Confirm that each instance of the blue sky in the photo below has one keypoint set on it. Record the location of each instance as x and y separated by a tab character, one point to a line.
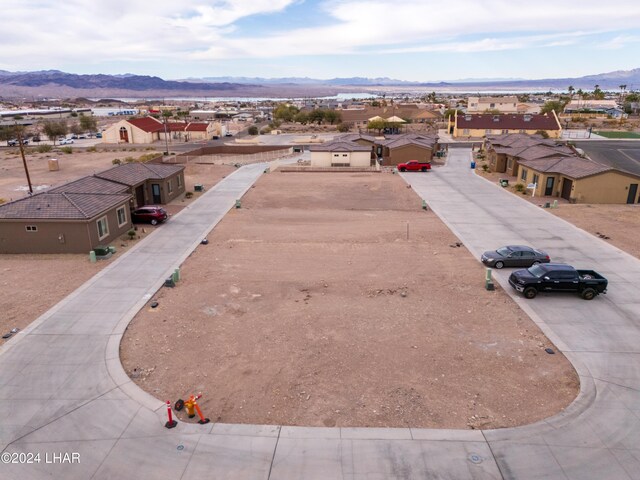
419	40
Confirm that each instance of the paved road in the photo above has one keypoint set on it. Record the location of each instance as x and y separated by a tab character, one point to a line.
62	387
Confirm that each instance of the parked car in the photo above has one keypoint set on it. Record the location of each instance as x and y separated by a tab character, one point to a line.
152	214
514	256
414	166
558	277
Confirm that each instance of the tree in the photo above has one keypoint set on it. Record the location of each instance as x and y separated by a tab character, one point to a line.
553	105
332	116
597	93
55	129
88	123
377	125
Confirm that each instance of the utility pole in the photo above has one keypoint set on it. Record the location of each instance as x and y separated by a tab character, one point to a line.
24	160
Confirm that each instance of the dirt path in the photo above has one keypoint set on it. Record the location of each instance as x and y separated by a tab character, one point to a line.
310	306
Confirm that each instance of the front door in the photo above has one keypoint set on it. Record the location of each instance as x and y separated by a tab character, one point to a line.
633	191
566	188
548	190
155	193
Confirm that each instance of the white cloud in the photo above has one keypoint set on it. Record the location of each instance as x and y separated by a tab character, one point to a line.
44	32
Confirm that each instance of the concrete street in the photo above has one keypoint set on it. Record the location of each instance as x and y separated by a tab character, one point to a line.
63	389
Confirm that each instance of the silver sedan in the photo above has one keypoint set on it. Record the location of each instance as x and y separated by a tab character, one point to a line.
514	256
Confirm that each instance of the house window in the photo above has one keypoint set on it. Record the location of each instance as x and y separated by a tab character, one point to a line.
122	216
103	228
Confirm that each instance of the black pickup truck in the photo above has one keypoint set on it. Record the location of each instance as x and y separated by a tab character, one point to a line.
558	277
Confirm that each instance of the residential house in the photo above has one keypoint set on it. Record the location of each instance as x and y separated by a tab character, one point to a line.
148	183
146	130
341	154
481	125
61	222
501	104
403	148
____
A word-for-word copy of the listing is the goal; keep every picture out of it.

◆ **RESULT OF THIS EXERCISE**
Confirm that each instance of the blue sky in the photo below has one keypoint set on it. Record the location of each instance as x and y separated by a tab character, one point to a line.
419	40
Confirm that each instance of the paved road in the photo above has one keypoint set on it. Record the location of each instance as x and y separated by a tab character, one point to a line.
62	387
Confirm that each instance of the parked car in the photo above has one keypoint set on it. Record the location of each instance as x and y separated by a tab character, one point to a line.
152	214
514	256
414	166
558	277
Confirm that each instance of the tree in the photo above has one keypoint set on it. Record the location of each instance as x and y separated by a tab character, one point to a line.
553	105
332	116
597	93
55	129
88	123
377	125
Confirm that each instance of the utility pole in the photo above has one keypoint set on it. Record the location of each instance as x and y separated by a tab character, one point to a line.
24	160
Confirm that each instance of the dirt path in the photo above has one keypoint set on it. Record the location of each instance as x and y separated by a tab character, one point to a line.
310	306
Confirm that each instance of the front door in the photo above has one keypoint set on it. Record the location of each instance as x and y separated by a tab character, one point to a line.
633	191
566	188
548	190
155	193
Confirm that each instance of the white cloud in the photo above has one keypoint set on it. Record the location of each instance as x and y separated by a tab character, one point to a line.
44	32
Confirm that each instance of the concrete street in the photo above has one keypoint set on it. Record the location of each instance as x and y separated by a tab character, one point to a line.
63	389
Confirm that each instance of the silver sedan in the photo above has one keypoint set on it. Record the location of each instance as x and y separated by a tab character, one point to a line.
514	256
Confirm that each instance of the house window in the photo above has one keypoint set on it. Record the location of each instance as x and y separated by a tab character, one point to a line.
122	216
103	228
Confirm that each instance of the black pickup truck in the photo above has one keypoint set on it. Record the location of each instance as x and y separated by a tab character, one point to a line.
558	277
Confirm that each instance of the residential house in the photo above has one keypoint set on it. Record the location of each instance as x and y separated by a tab character, one point to a line.
148	183
146	130
341	154
481	125
61	222
501	104
403	148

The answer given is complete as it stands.